**TASK BRIEF**
What is needed is an exact copy of the line with "of the white" and all lines that follow it in the entries below, the last line included.

**SUPPLIED DATA**
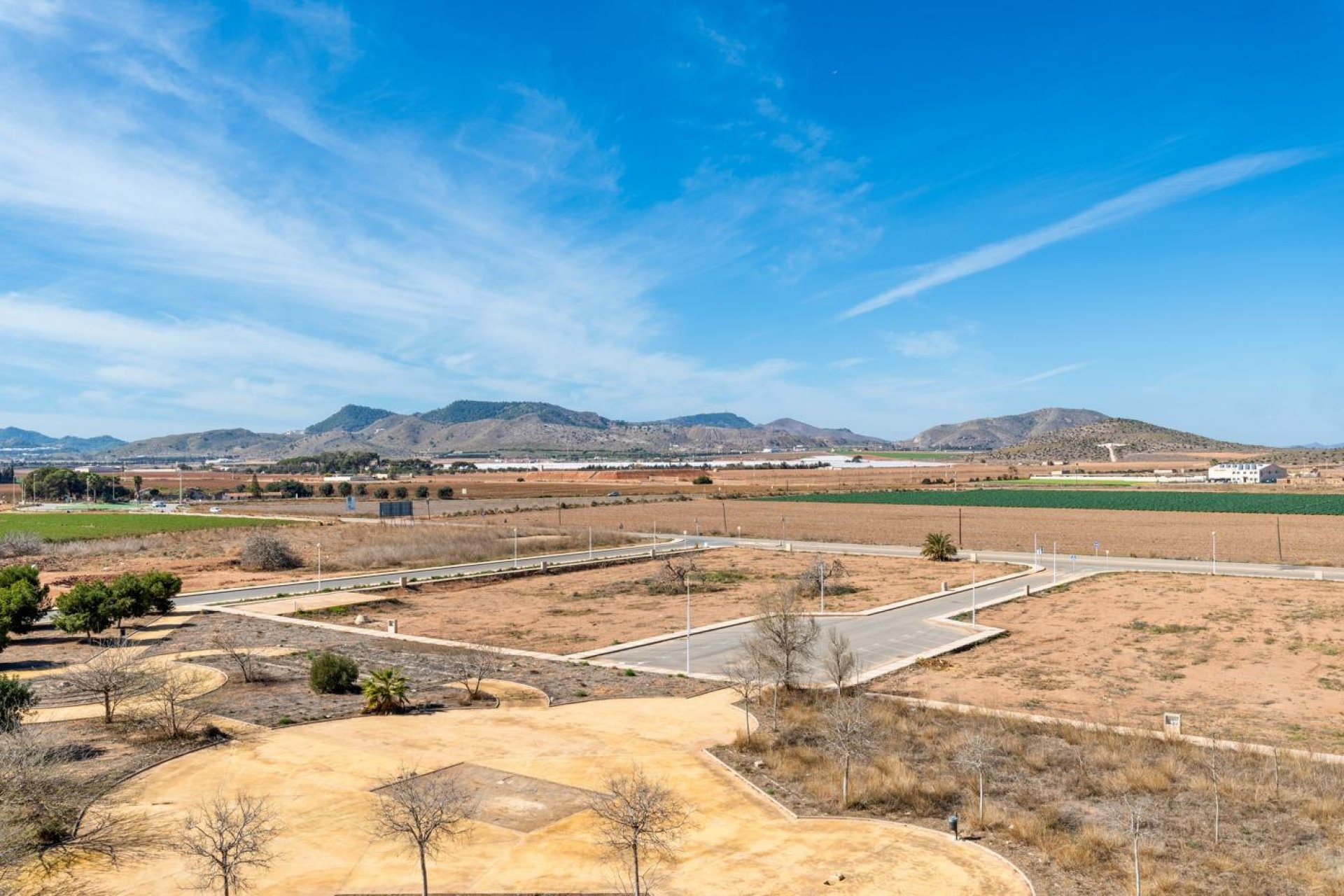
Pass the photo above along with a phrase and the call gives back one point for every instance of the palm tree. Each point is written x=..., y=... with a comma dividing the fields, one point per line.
x=386, y=691
x=939, y=547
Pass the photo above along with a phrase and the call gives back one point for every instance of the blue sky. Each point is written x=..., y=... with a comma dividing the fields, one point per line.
x=872, y=216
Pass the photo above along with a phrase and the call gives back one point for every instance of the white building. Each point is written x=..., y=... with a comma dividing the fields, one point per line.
x=1243, y=473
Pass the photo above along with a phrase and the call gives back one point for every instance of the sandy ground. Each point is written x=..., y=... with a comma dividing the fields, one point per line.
x=209, y=559
x=589, y=609
x=1257, y=660
x=320, y=778
x=1241, y=536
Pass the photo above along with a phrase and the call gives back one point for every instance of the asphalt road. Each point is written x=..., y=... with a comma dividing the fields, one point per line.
x=308, y=586
x=895, y=634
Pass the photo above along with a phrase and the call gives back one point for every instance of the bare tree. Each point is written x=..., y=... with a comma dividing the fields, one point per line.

**SOLUTION TO THE EXERCISE**
Pass the photo above along with a phrase and the call gives back one point for every instance of the white building. Each point is written x=..., y=... with a comma dividing the fields, one point per line.
x=1243, y=473
Pass the photo above along with a phrase and the call gives back one point for every instance of the sandy ground. Each point is written x=..., y=... with a comma dividing the fields, one point per line.
x=209, y=559
x=589, y=609
x=1257, y=660
x=320, y=778
x=1241, y=536
Pass the photo above along with a phrase and the call gives back one point for every instance of the asphalt road. Each point is written x=..., y=... with a comma dividing the fields, one point per line.
x=308, y=586
x=895, y=634
Pass the photo above along with a phrase and the call gives back one point for every instance of the bare tree. Each point is written x=..., y=... with a comma dividing the fields, one point per line.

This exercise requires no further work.